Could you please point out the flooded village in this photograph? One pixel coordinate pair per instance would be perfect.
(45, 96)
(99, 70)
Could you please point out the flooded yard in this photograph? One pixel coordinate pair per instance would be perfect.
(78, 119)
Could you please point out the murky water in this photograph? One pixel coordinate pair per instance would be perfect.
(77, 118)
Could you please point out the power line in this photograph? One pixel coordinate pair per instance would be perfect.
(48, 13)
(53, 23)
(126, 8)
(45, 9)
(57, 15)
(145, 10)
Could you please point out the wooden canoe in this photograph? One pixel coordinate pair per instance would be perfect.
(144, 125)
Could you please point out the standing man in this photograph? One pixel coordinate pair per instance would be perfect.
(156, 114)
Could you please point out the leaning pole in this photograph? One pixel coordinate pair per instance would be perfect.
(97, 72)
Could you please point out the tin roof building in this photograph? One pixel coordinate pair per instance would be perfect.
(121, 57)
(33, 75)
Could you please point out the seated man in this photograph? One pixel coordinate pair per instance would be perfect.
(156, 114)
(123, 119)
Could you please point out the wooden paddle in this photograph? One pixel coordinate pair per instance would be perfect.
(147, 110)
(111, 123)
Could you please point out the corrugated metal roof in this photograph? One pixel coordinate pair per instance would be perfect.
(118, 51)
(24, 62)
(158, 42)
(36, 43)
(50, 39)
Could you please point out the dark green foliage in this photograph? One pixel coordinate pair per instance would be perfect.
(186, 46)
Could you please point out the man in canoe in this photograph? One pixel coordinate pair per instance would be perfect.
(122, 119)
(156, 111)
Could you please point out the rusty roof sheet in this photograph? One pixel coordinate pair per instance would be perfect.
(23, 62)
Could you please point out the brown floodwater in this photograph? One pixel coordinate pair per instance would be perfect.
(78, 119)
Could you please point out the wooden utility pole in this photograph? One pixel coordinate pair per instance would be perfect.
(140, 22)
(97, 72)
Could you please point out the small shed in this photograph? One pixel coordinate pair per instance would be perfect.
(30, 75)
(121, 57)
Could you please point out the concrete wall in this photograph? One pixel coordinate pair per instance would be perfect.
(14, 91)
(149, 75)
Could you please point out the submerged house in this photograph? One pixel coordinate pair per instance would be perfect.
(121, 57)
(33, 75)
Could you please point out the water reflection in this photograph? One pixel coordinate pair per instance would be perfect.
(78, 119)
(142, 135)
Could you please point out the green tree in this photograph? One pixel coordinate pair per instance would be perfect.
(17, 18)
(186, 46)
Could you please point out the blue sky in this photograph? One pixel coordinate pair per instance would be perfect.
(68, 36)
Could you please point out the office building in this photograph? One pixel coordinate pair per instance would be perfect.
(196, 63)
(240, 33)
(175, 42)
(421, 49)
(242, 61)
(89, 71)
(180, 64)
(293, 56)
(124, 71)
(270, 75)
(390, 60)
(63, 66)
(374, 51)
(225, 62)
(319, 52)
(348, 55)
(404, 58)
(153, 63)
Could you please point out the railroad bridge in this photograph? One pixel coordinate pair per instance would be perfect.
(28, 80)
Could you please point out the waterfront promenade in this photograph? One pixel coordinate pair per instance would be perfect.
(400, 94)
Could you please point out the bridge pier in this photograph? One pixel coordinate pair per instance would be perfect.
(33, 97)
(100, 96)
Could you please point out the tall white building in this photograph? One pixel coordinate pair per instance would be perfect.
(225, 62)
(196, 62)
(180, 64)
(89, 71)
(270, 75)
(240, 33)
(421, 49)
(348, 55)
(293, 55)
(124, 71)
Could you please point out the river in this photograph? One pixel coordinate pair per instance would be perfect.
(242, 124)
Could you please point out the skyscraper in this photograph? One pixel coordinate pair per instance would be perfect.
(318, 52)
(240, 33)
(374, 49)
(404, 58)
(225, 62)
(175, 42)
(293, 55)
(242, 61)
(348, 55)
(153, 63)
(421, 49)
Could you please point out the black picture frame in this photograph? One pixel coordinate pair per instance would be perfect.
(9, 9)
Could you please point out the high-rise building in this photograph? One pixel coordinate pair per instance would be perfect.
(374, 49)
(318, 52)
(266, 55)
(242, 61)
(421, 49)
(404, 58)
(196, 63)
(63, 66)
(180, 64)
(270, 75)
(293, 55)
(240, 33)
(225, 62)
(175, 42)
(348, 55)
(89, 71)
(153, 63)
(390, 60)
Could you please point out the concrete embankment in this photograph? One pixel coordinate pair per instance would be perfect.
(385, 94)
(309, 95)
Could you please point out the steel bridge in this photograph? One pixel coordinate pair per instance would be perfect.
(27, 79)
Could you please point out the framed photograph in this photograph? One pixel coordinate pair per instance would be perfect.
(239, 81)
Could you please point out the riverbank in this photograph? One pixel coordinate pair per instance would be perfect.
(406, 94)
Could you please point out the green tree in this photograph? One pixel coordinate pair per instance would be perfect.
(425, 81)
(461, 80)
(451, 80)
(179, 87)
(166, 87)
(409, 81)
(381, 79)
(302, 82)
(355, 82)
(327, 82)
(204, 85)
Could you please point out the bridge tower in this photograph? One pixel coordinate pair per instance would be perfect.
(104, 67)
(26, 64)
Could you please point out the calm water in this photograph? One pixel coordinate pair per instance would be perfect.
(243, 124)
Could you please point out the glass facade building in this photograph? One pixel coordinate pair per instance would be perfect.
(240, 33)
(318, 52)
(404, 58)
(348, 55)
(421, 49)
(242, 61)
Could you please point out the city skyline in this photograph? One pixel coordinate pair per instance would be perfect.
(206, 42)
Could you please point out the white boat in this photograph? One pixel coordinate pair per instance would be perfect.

# # # # #

Set exercise: Write the material out exactly, with nothing left out.

Written response:
Could you please point out the flooded village in this photograph? One pixel coordinate pair per instance would be perfect.
(45, 96)
(99, 70)
Could you please point out the flooded yard in this photograph? One pixel coordinate pair per instance would be perfect.
(78, 119)
Could you please point out the murky water in this photograph? One pixel coordinate pair per instance would be perfect.
(77, 118)
Could you please point out the power line in this photograph? One pixel coordinate pair per instance would be perfect.
(48, 13)
(53, 23)
(126, 8)
(45, 9)
(57, 15)
(145, 10)
Could you please point out the wooden canoe in this photograph? One pixel coordinate pair per instance would be perfect.
(144, 125)
Could you please point out the standing man in this photograph? One pixel coordinate pair per instance would be perfect.
(156, 114)
Could you please point out the leaning pole in this photograph? One pixel coordinate pair per instance would be perfect.
(97, 72)
Could you please point out the tin roof building in this photograph? One pixel coordinate pair per instance would be perfect.
(121, 57)
(33, 75)
Could you please point out the seated man in this photograph? One pixel coordinate pair per instance would be perfect.
(156, 114)
(123, 119)
Could you please point out the wooden paddle in this photograph? One pixel coordinate pair per instance would be perfect.
(147, 110)
(111, 123)
Could you please point out the corrugated metal roof in this photograph? One pixel coordinate pair per instance would be perfect.
(118, 51)
(24, 62)
(158, 42)
(36, 43)
(50, 39)
Could you please point out the dark green foliage in this photograph? One pixel coordinate pair per instance would be perfect.
(186, 46)
Could you please point out the man in canoe in this photograph? One pixel coordinate pair per instance would be perfect.
(122, 119)
(156, 111)
Could you please point out the rusty roof sheet in this photograph? One pixel coordinate pair per instance would be perfect.
(23, 62)
Could you please point out the brown floodwater in this photograph? One pixel coordinate pair per instance would be perfect.
(78, 119)
Could you please point out the wooden utility pole in this photograph? One pixel coordinate pair per instance would be perfect.
(140, 22)
(97, 72)
Could you please point out the small shed in this photograph? One pixel coordinate pair per instance would be perfect.
(30, 75)
(121, 57)
Could you please point out the concrete wall in this photograph? One pixel coordinate pair per instance would be perfect.
(14, 91)
(149, 75)
Could you please point out the submerged house in this photograph? One pixel coordinate pair per instance would be perfect.
(121, 57)
(33, 75)
Could you please point out the water reflection in this photograph? One pixel coordinate pair per instance would be perfect.
(78, 119)
(142, 135)
Could you please point out the green tree in this photograph? One pixel coordinate pair per instance would be perfect.
(17, 18)
(186, 46)
Could you please point out the blue sky in this photograph? One pixel coordinate pair per instance would be perfect.
(68, 36)
Could you please point out the office building in this photograph? One pixel coordinate pair per instance would be perfect.
(196, 63)
(240, 33)
(175, 42)
(421, 49)
(242, 61)
(89, 71)
(180, 64)
(293, 56)
(124, 71)
(270, 75)
(390, 60)
(63, 66)
(374, 51)
(225, 62)
(319, 52)
(348, 55)
(404, 58)
(153, 63)
Could you please point out the railroad bridge in this photograph? One pixel coordinate pair per instance would be perfect.
(28, 80)
Could you please point out the waterfront promenade in this photograph? One pixel coordinate pair per instance would be perfect.
(400, 94)
Could you please point out the bridge pier in this photograph? One pixel coordinate pair per instance would be perfect.
(33, 97)
(100, 96)
Could you please point out the tall white building in this photograph? One pixel coordinate pair per instance would be perfect.
(225, 62)
(196, 62)
(180, 64)
(89, 71)
(270, 75)
(240, 33)
(421, 49)
(348, 55)
(293, 55)
(124, 71)
Could you please point out the river in this photograph? One pixel coordinate pair per instance would be perfect.
(242, 124)
Could you please point out the skyscraper in this photograph? One pixel coordinate pair per instance would be perfect.
(318, 52)
(240, 33)
(374, 49)
(404, 58)
(225, 62)
(175, 42)
(293, 55)
(242, 61)
(348, 55)
(153, 63)
(421, 49)
Could you please point out the black picture frame in this photograph? One pixel coordinate pair per instance would be perfect.
(9, 9)
Could you please point out the high-rise building in this photograph? One pixel coordinate pair per instance would be perfect.
(374, 49)
(318, 52)
(266, 55)
(242, 61)
(421, 49)
(404, 58)
(196, 63)
(63, 66)
(180, 64)
(270, 75)
(293, 55)
(240, 33)
(225, 62)
(175, 42)
(348, 55)
(89, 71)
(153, 63)
(390, 60)
Could you please point out the concrete embankment in this photograph? One pixel coordinate pair per instance would be perfect.
(385, 94)
(309, 95)
Could you please point out the steel bridge in this photograph? One pixel coordinate pair per instance would be perfect.
(27, 79)
Could you please point out the framed photograph in this photograph? One pixel coordinate pair per instance would be perfect.
(239, 81)
Could you please point out the riverbank in this photograph? One pixel coordinate pair per instance would be perfect.
(406, 94)
Could you please point out the green tree in this photograph? One pixel coordinate pair per instance would be perfect.
(425, 81)
(461, 80)
(451, 80)
(179, 87)
(166, 87)
(409, 81)
(381, 79)
(302, 82)
(355, 82)
(327, 82)
(204, 85)
Could you please point out the bridge tower in this photograph? One pixel coordinate pair per instance would be perfect.
(104, 67)
(26, 64)
Could you please point out the calm water in this photograph? One pixel coordinate pair per instance would be perfect.
(243, 124)
Could you please point out the glass facade building in this photograph? One pixel coordinate pair per instance would be perfect.
(240, 33)
(318, 52)
(404, 58)
(348, 55)
(421, 49)
(242, 61)
Could you please point out the city skyline in this photograph? One pixel coordinate pair per instance would be perfect.
(206, 42)
Could you please point out the white boat in this photograph? One pixel coordinate pair per instance would be perfect.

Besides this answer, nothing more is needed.